Object pointing dataset records:
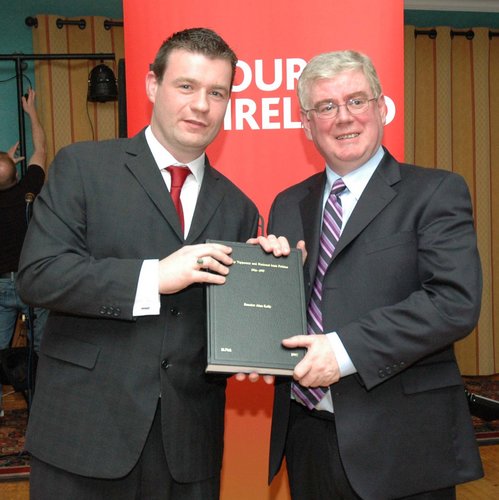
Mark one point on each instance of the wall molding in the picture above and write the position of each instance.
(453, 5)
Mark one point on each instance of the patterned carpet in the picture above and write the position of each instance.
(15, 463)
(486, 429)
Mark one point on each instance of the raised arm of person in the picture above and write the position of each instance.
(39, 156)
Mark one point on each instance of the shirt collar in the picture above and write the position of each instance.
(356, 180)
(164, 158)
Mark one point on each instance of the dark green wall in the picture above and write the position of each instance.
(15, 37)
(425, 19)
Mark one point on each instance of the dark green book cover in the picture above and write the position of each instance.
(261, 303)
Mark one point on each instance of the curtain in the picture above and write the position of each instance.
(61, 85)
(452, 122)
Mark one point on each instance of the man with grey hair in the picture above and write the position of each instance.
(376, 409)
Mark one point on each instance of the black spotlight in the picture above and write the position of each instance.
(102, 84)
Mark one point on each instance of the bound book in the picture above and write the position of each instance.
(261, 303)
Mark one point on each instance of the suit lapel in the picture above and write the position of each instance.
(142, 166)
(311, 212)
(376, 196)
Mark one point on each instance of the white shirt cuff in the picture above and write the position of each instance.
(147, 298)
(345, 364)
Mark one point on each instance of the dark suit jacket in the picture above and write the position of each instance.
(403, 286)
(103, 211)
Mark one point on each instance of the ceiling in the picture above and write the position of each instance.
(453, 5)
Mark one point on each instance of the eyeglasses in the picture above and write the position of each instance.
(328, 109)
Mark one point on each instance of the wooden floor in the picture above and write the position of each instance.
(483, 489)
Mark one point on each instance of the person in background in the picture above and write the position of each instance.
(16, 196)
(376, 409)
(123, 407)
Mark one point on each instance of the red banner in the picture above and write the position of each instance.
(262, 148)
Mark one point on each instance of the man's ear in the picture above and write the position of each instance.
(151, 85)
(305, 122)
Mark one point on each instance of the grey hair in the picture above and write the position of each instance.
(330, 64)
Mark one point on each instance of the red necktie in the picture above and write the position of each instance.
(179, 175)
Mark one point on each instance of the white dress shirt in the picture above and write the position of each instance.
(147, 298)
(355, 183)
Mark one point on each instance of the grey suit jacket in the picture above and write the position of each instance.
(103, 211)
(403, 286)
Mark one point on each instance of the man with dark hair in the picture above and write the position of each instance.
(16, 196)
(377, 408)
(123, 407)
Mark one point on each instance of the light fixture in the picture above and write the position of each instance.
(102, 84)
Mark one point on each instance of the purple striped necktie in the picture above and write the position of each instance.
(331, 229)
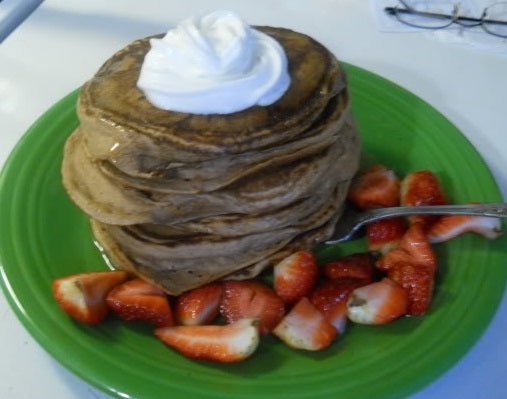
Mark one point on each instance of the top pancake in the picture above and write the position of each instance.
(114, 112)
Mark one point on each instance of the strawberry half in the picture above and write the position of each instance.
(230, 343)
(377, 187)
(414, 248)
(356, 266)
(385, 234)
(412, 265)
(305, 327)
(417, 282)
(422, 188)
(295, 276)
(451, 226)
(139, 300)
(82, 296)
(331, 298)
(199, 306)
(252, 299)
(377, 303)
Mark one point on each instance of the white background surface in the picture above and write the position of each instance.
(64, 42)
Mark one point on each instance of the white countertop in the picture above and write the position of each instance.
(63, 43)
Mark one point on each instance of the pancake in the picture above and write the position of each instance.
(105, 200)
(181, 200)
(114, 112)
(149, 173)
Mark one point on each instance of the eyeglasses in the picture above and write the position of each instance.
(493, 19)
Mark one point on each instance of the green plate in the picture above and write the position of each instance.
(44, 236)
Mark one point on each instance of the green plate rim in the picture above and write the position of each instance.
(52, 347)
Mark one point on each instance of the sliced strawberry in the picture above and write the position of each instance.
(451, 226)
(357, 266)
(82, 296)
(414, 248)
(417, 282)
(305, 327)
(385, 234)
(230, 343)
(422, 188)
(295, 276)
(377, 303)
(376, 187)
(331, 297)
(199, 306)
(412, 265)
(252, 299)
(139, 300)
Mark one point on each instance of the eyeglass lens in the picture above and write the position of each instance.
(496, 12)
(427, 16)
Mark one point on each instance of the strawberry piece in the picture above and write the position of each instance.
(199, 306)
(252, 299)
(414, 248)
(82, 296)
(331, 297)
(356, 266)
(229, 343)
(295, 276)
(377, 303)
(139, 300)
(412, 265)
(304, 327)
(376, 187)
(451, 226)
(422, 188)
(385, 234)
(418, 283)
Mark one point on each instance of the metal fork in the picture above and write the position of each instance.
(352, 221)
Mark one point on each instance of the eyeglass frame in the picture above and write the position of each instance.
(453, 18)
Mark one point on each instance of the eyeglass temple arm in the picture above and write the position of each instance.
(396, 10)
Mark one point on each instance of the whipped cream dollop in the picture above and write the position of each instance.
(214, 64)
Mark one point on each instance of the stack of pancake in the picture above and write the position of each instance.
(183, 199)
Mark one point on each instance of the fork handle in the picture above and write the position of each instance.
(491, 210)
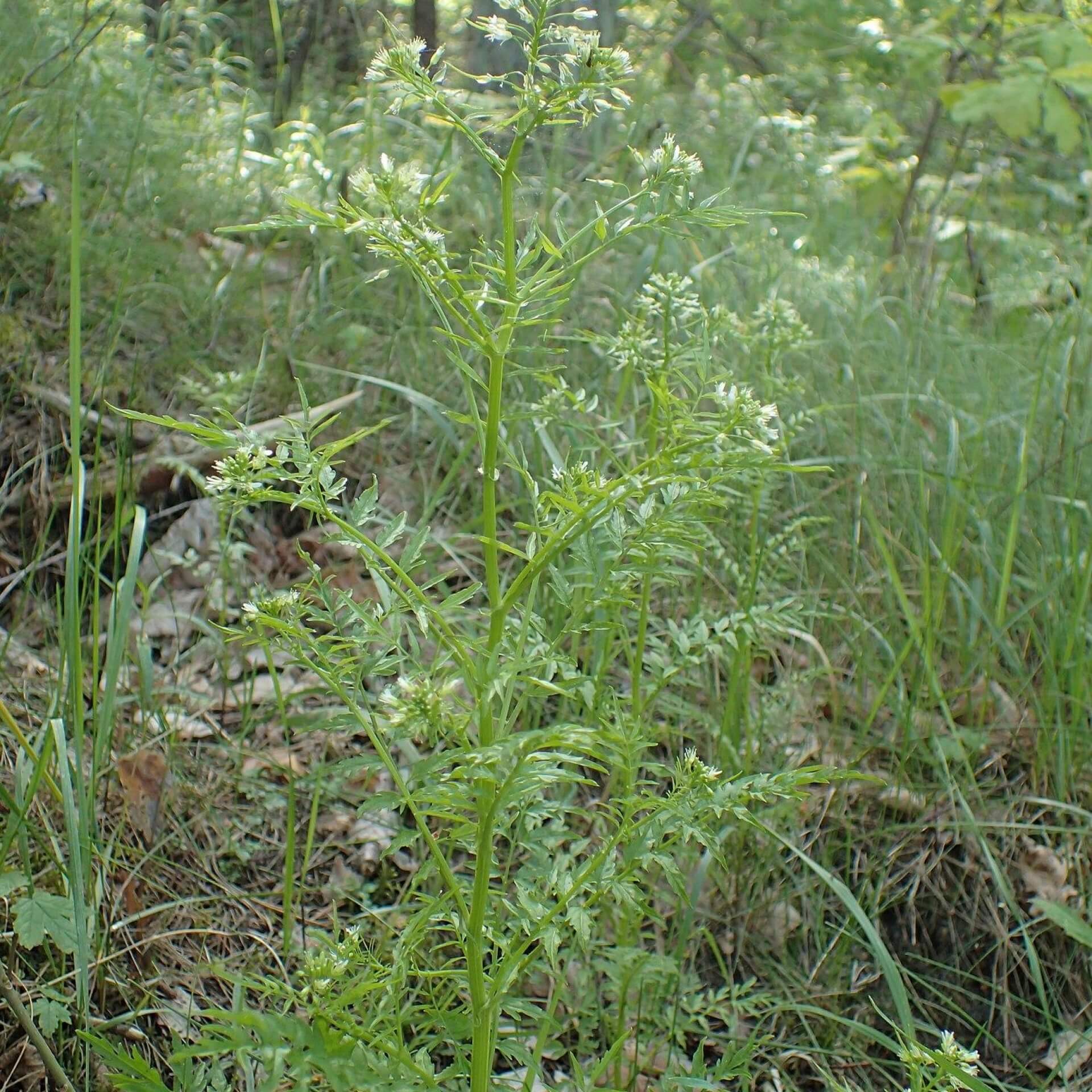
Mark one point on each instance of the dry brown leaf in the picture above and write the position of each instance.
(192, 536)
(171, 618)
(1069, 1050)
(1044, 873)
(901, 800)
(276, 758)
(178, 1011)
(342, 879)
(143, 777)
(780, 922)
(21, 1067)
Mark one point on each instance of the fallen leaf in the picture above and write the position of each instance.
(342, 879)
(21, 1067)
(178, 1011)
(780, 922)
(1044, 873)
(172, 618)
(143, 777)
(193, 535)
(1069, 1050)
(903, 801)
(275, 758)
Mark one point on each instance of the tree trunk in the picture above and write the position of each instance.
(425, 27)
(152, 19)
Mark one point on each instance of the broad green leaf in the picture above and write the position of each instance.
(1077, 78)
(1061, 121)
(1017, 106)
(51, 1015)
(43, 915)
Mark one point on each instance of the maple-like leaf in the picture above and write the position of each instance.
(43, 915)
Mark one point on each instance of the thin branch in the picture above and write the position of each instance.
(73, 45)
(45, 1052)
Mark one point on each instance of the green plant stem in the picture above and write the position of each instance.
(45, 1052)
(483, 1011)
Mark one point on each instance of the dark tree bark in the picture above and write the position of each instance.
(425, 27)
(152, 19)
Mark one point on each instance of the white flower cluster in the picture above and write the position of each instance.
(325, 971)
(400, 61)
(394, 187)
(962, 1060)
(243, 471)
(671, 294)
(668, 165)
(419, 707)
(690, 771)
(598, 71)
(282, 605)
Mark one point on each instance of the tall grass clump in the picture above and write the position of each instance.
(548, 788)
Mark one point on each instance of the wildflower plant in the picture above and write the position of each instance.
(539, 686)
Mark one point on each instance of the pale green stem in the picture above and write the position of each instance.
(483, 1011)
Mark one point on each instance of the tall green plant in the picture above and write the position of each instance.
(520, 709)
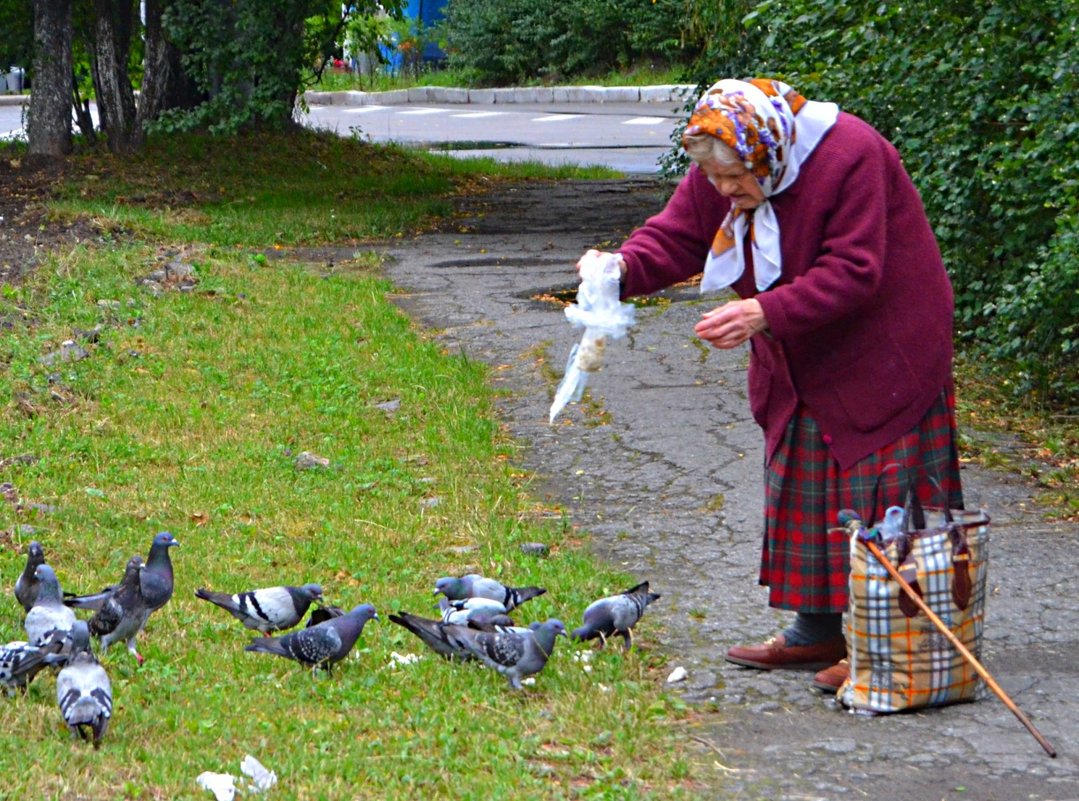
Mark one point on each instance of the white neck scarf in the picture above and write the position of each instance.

TASK REQUIREMENTS —
Revise every record by changing "instance" to "occurrence" and keeping everything else the same. Omit the pictures from your answer.

ANSWER TO THE PROBLEM —
Mark one point on each occurrence of the wall molding in the picture above and write the position of each occurrence.
(453, 5)
Mark one point on each occurrence of the patterned carpet in the picture above and write the position of each occurrence.
(15, 463)
(486, 429)
Mark one point on each occurrence of the raised arm of person in the picture above and write the position of each occurrence.
(39, 156)
Mark one point on each occurrence of the shirt collar in the picture above and write the position of each occurrence.
(356, 180)
(164, 158)
Mark one point on each occurrence of the dark green wall in the picture above and write the position of each occurrence.
(15, 37)
(425, 19)
Mark one point on each occurrence of the dark green book cover in the picture above and write the position of each occurrence.
(261, 303)
Mark one point on each occurrence of the curtain in the picture above and write the position of each occurrence.
(61, 85)
(452, 122)
Mark one point on each occurrence of the man with grey hair in the picture above and write the position of each occurrence.
(376, 409)
Mark one point on each occurrence of the black spotlight in the picture above and write the position of each occurrence.
(102, 84)
Mark one point on each occurrence of the bound book in the picture above and write the position of each occurrence.
(261, 303)
Mark one point on each occurrence of the suit lapel in the picture above and write the position of each occurrence.
(142, 166)
(311, 212)
(376, 196)
Mark one point on each occurrence of the white shirt cuff in the picture above and write the position of each occurrence.
(147, 298)
(345, 364)
Mark one point on each occurrence of the dark suit jacket in the picture above and write the position of each occurrence.
(403, 286)
(103, 211)
Mark one point on each occurrence of the ceiling in the picture above and write the position of each occurrence.
(453, 5)
Mark one point on each occurrence of the eyeglasses in the picture above and write the position of each occurrence.
(328, 109)
Mark one point on each occurrence of the wooden floor in the picture above and write the position of each occurrence.
(483, 489)
Mark one point on each occurrence of the person in background in the picture above and write the position of each occurrence.
(16, 196)
(376, 409)
(123, 407)
Mark one point on each occurrence of the red banner in the picture above and write the position of each occurrence.
(262, 148)
Mark one point on each occurrence of the man's ear in the picture above and write the position of each occurrence.
(151, 85)
(305, 122)
Mark one point on each occurrence of the grey hair in the picture above and write the position of each occurrence.
(330, 64)
Mark one point on each occurrence of the red necktie in the picture above and write the position of each occurrence.
(179, 175)
Mark one point on each occurrence of the white dress shirt in the picture above and write the position of each occurrence.
(147, 298)
(355, 183)
Mark one point on each occurrence of the grey suit jacket in the picture above and write the position of each occurrence.
(103, 211)
(403, 286)
Mark one point on each occurrence of the man with dark hair in the picture above and write the position of each occurrence.
(16, 196)
(377, 408)
(123, 407)
Mark one point on each occurrence of the light fixture in the picture above and write the position of each occurrence.
(102, 84)
Mark one point on each occurrence of the purple striped necktie in the picture above and write the position of each occurrence.
(331, 229)
Mark one point on each occurrence of the top pancake in the picture above and write the position of each occurrence.
(114, 112)
Mark one point on each occurrence of the strawberry half in the picture above and write the position of each occurrence.
(230, 343)
(377, 187)
(414, 248)
(356, 266)
(385, 234)
(412, 265)
(305, 327)
(417, 282)
(422, 188)
(295, 276)
(451, 226)
(139, 300)
(82, 296)
(331, 298)
(199, 306)
(252, 299)
(377, 303)
Mark one point on each occurrence of the white background surface in the picture above and write the position of each occurrence.
(64, 42)
Mark one point on each occurrence of the white countertop in the picture above and write the position of each occurrence.
(63, 43)
Mark one point on each occurrence of the pancake in the picture above and write the position of each occurrence.
(105, 200)
(181, 200)
(114, 112)
(149, 173)
Mark one point on each occurrence of the eyeglasses in the picture above and write the position of each occurrence.
(493, 19)
Mark one point on each occurrence of the green plate in the picture above and write the position of each occurrence.
(44, 236)
Mark one point on each occurrence of the green plate rim in the picture above and write the position of each occurrence.
(52, 347)
Mark one point on each occurrence of the sliced strawberry in the picture above and write the position of each occurrence.
(451, 226)
(357, 266)
(82, 296)
(414, 248)
(417, 282)
(305, 327)
(385, 234)
(230, 343)
(422, 188)
(295, 276)
(377, 303)
(376, 187)
(331, 297)
(199, 306)
(412, 265)
(252, 299)
(139, 300)
Mark one point on each occurrence of the eyeglass lens in the picture above and write the position of each occurrence.
(496, 12)
(427, 16)
Mark one point on each occurrence of the strawberry piece in the picture above and write the position of each occurrence.
(199, 306)
(252, 299)
(414, 248)
(82, 296)
(331, 297)
(356, 266)
(229, 343)
(295, 276)
(377, 303)
(139, 300)
(412, 265)
(304, 327)
(376, 187)
(451, 226)
(422, 188)
(385, 234)
(418, 283)
Mark one point on each occurrence of the metal fork in the picture above and write the position of each occurrence.
(352, 221)
Mark one point on each occurrence of the eyeglass frame in the picture above and write the position of each occurrence.
(453, 18)
Mark one point on each occurrence of the eyeglass temple arm in the picture above and write the position of each occurrence.
(396, 10)
Mark one point on each occurrence of the whipped cream dollop in the picture above and write the position of each occurrence.
(214, 64)
Mark one point on each occurrence of the stack of pancake in the picture above and write the position of each occurrence.
(183, 199)
Mark one point on each occurrence of the fork handle in the picture above and write the position of each occurrence.
(491, 210)
Mark one point on each occurrence of the dry brown leaf in the picture above and write the position of each occurrence.
(192, 536)
(171, 618)
(1069, 1050)
(1044, 873)
(901, 800)
(276, 758)
(178, 1011)
(342, 879)
(143, 777)
(780, 922)
(21, 1067)
Mark one point on each occurrence of the fallen leaf in the picture above and write the position of each occurrence.
(342, 879)
(21, 1067)
(178, 1011)
(780, 922)
(1044, 873)
(172, 618)
(143, 777)
(193, 535)
(1069, 1050)
(903, 801)
(275, 758)
Mark one point on each occurrence of the tree trunk in the picture above and write the position of each occurrence.
(425, 27)
(152, 19)
Mark one point on each occurrence of the broad green leaf in the picture above and write the position of each occurrence.
(1077, 78)
(1061, 121)
(1017, 106)
(51, 1015)
(43, 915)
Mark one point on each occurrence of the maple-like leaf in the picture above and write the position of each occurrence.
(43, 915)
Mark one point on each occurrence of the thin branch in the picture above and write the position of each occurrence.
(73, 45)
(45, 1052)
Mark one point on each occurrence of the green plant stem in the picture above and write the position of each occurrence.
(45, 1052)
(483, 1011)
Mark one point on each occurrence of the dark tree bark in the picture above and write the position of each occurrence.
(425, 27)
(152, 19)
Mark one point on each occurrence of the white flower cluster in the picture above and write the position of each occurrence.
(325, 971)
(400, 61)
(394, 187)
(962, 1060)
(243, 471)
(671, 294)
(668, 165)
(419, 707)
(690, 771)
(598, 71)
(282, 605)
Mark one point on each occurrence of the tall grass clump in the picture above and write the position of each occurrence.
(548, 788)
Mark one point on each occurrence of the wildflower plant in the picture above and write the position of each occurrence.
(539, 686)
Mark one point on each occurrence of the pale green stem in the picture above and write the position of each occurrence.
(483, 1011)
Mark one point on each occurrence of the tall green plant in the picture above and write the position of each occurrence.
(520, 709)
Mark one point on each occurrence of the white neck scarf in the picture above and write the position of each occurrence.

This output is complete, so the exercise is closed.